Goal
Locate each line in the records below that contains the word "team", with matching case, and copy those lines.

Source records
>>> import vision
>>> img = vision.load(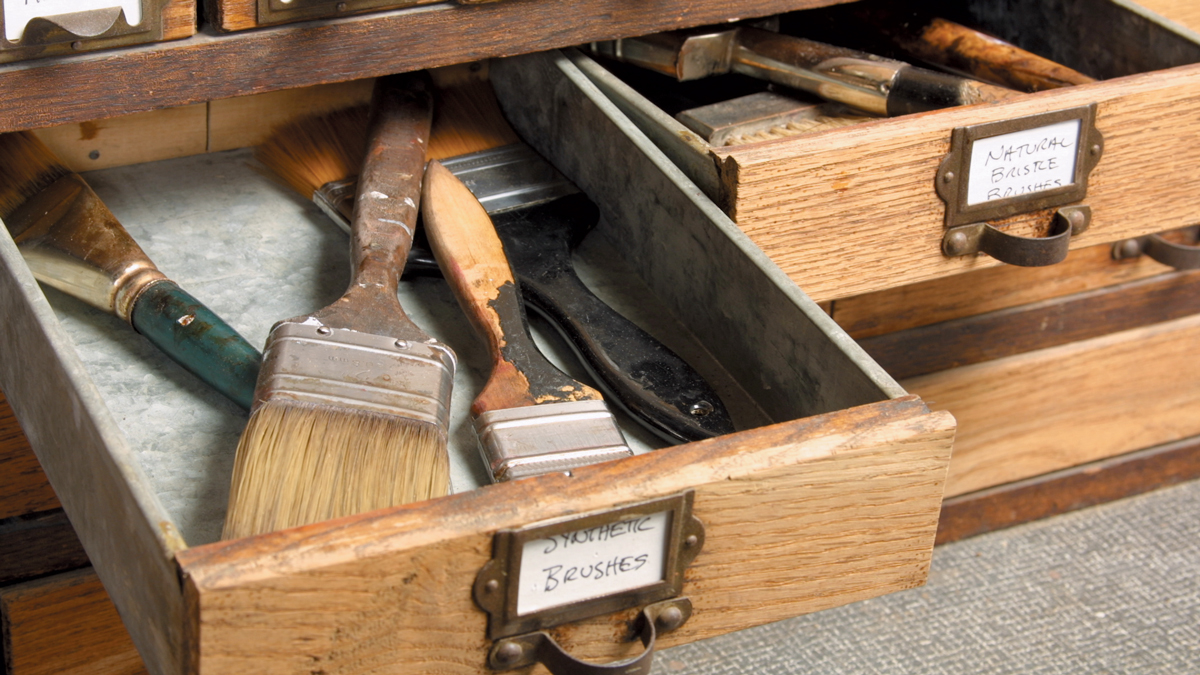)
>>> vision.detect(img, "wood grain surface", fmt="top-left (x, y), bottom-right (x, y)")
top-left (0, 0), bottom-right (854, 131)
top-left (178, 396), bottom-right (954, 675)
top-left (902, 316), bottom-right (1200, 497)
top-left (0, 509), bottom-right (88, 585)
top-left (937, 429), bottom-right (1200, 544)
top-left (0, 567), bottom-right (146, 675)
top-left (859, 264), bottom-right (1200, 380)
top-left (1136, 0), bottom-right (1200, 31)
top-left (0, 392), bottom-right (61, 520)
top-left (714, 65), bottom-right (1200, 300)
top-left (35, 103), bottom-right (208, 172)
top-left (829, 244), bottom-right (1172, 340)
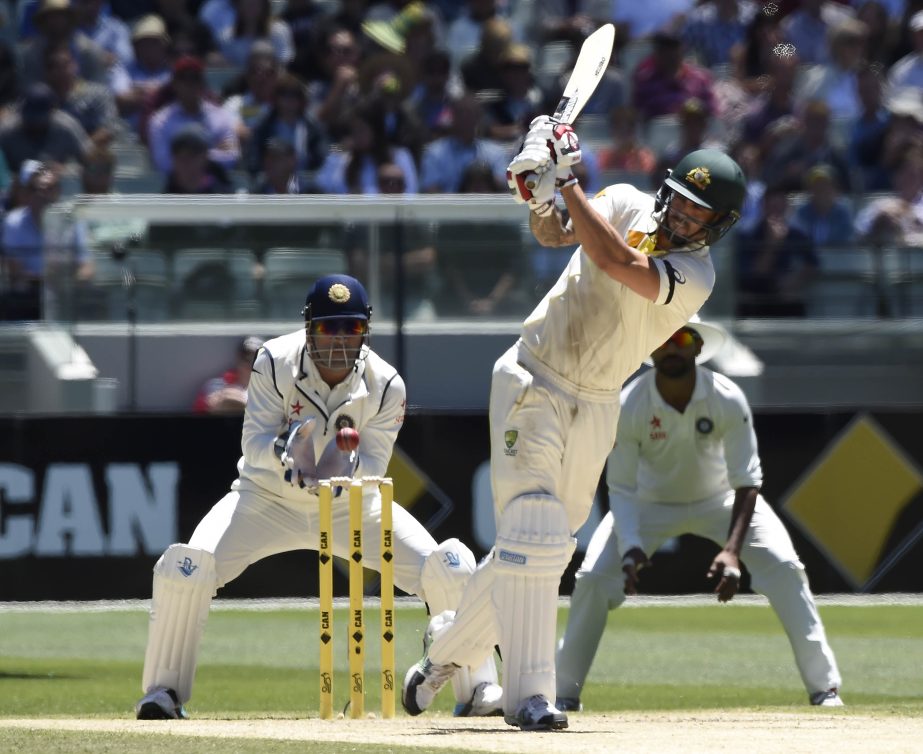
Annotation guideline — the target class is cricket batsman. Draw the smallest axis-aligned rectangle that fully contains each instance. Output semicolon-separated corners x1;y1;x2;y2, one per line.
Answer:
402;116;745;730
---
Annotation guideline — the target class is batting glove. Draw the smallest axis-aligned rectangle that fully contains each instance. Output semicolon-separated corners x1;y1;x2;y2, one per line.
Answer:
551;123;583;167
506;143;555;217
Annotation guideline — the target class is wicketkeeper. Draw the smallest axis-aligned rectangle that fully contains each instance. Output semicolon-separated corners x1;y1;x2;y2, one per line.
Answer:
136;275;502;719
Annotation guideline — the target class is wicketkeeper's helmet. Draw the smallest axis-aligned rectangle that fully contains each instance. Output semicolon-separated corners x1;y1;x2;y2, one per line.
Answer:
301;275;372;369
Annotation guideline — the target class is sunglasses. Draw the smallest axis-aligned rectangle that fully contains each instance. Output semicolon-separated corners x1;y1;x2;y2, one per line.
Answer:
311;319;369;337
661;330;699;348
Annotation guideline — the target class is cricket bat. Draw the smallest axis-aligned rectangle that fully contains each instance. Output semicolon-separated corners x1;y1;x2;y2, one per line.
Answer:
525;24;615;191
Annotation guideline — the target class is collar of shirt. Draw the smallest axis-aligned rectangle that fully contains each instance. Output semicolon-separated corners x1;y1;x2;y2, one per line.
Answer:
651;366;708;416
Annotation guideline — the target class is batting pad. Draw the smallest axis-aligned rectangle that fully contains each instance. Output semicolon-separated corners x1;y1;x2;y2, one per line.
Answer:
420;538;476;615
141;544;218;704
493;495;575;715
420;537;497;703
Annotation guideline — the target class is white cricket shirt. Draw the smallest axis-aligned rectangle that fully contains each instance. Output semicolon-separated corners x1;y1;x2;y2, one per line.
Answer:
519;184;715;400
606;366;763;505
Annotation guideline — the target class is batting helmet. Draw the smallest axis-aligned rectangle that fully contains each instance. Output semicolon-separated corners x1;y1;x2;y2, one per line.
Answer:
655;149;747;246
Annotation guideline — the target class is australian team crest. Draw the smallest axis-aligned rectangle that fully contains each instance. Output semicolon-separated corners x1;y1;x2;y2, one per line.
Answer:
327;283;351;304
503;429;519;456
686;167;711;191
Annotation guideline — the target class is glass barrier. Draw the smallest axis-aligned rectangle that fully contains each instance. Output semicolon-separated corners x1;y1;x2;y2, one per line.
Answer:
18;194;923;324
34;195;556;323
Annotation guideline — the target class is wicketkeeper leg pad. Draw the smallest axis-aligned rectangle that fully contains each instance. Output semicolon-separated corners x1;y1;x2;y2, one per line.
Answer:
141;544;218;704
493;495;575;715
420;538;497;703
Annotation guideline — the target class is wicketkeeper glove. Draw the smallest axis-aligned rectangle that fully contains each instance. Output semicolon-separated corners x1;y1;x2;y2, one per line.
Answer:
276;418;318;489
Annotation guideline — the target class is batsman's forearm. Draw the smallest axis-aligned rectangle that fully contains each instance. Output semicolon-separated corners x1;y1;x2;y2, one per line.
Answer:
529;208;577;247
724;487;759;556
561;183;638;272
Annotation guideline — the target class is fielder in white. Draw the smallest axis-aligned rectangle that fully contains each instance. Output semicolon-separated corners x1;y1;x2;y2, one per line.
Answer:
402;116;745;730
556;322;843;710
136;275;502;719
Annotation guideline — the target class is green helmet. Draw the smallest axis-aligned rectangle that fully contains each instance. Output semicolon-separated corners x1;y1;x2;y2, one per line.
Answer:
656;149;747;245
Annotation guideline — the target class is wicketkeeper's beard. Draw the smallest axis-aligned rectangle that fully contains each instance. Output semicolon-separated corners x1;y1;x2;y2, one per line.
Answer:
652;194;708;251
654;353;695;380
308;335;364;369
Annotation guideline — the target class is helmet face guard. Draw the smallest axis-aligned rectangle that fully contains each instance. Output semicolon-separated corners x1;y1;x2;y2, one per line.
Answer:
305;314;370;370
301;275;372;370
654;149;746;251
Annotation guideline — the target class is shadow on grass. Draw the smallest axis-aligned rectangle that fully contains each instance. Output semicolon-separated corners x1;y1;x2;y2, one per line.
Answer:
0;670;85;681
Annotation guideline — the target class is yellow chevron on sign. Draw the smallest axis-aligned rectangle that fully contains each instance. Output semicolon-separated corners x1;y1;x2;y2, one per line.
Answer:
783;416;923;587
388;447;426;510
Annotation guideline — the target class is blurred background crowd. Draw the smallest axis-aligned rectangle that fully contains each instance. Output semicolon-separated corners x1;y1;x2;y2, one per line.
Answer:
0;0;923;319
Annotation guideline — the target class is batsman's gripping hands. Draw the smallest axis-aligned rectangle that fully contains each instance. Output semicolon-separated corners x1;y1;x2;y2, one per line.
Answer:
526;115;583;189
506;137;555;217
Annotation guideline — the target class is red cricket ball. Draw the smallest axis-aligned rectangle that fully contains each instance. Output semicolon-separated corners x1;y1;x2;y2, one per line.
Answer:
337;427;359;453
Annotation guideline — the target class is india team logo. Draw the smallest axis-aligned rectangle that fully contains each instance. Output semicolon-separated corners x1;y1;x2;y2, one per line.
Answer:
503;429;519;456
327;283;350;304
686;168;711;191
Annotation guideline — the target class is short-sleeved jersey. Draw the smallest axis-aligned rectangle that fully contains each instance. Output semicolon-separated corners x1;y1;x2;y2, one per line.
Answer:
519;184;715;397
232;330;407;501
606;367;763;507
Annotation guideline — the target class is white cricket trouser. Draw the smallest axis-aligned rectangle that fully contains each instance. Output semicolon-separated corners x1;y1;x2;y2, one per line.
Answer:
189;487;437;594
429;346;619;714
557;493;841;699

Solution to this problem
Annotation guideline — the target class is australian team crest. Draw the smallest axis-aligned rectangle that fully contains each instance. Output semicolon-separated corners x1;y1;x2;y2, one per line.
Annotation guideline — the target class is india team logo. Draw the smallest axis-aligned rectangle that fully contains each instance. Output semicolon-separated corners x1;y1;x2;y2, one per line.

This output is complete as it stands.